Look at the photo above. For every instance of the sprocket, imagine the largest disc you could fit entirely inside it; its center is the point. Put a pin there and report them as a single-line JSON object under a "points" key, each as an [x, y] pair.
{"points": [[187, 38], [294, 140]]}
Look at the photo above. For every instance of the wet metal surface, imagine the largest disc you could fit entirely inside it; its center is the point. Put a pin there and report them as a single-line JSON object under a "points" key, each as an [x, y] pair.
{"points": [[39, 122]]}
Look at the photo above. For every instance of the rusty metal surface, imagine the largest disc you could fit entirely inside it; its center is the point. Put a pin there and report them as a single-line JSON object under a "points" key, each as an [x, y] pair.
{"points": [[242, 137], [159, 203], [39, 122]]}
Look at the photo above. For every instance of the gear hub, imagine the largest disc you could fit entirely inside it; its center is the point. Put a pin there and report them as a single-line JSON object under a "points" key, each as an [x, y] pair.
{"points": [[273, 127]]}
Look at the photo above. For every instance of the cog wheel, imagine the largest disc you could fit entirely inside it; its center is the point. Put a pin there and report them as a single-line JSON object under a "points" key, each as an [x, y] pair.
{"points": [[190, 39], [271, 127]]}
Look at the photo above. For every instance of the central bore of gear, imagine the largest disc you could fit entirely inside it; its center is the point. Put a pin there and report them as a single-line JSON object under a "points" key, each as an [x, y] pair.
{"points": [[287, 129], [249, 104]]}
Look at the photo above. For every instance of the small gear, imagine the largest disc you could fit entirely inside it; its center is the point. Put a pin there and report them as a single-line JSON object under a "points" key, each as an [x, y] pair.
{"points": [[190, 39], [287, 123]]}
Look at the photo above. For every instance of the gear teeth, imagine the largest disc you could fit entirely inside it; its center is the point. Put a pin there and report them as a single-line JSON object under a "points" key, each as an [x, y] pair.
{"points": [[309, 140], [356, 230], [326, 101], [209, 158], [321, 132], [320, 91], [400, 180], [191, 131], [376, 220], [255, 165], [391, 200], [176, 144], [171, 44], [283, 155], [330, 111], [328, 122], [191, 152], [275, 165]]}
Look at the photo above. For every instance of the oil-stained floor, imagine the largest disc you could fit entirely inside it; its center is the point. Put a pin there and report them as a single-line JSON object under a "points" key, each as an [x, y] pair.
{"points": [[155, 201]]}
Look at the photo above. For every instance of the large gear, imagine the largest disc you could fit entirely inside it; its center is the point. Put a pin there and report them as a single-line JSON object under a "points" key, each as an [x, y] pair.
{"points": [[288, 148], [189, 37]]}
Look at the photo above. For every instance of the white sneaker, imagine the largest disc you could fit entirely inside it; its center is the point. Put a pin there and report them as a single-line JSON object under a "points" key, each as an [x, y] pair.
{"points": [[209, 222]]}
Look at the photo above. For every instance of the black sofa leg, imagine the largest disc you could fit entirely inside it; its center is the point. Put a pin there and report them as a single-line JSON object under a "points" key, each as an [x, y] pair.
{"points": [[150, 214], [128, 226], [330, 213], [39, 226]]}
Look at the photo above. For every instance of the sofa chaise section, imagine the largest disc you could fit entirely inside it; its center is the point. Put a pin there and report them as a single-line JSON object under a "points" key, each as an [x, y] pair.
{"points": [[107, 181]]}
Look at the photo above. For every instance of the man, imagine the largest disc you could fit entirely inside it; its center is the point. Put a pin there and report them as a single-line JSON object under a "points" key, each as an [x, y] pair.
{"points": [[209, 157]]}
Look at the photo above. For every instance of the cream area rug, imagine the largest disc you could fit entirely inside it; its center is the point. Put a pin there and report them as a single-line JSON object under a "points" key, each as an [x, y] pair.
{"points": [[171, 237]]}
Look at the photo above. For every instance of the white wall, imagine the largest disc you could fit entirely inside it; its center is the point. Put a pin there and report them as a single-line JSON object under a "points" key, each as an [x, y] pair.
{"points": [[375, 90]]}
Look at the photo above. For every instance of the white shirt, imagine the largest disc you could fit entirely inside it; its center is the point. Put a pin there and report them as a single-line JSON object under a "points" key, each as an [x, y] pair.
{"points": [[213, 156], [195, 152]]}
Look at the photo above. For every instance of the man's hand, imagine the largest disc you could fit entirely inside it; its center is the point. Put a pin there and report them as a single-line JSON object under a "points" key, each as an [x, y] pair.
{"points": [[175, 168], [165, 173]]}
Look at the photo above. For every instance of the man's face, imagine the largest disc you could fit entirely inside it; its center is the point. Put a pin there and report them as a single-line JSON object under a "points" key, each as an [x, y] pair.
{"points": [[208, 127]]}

------------------------------

= STATED EXERCISE =
Write out every line again, from the one containing "the man, imagine" down to the last line, leaving the requests unchanged. In the answers, multiply each x and y coordinate by 2.05 and round it to a whole number, with halves rounded up.

= ANSWER IN FULL =
Look at the photo above. For every instance of the man, imagine the largest disc you could fit entirely inside it; its center is the point. Put a pin there and report them as a single-line JSON object under a "points" key, each as an [x, y] pair.
{"points": [[428, 322]]}
Look at the photo above. For every instance of the cream area rug, imagine the largest disc you could fit entirely inside it; its center is the point. Put a pin there and report them as a single-line JSON object under a "points" key, each as an [x, y] pair.
{"points": [[351, 486]]}
Look at the photo above. For every instance of the white wall, imagine the largest disc you could fit entirely inside it; its center is the point. Put a pin there and report them as a single-line JSON object under a "points" key, each as an [x, y] pair.
{"points": [[769, 185]]}
Look at the photo above. For every instance of the white shirt, imagine the largest disc you could fit entirely inside it; its center is the point. Put a pin there and report them as a single-line JSON object under a "points" key, each as an [x, y] pair.
{"points": [[437, 320], [400, 312]]}
Look at the photo above. For every instance of the man's hand, imagine the largest disc you could fit entirely inside it; its center is the point. Put a pin there and report them as a single-line JSON object under a "points" key, each as an [x, y] pair.
{"points": [[359, 344], [338, 355]]}
Look at the photo above. For every instance of the man's face, imagine the largest disc you could fit entirely inside it; its center is the point. Put a pin there and report them as a single-line JSON object under a "points" key, each as an [x, y] pair.
{"points": [[426, 260]]}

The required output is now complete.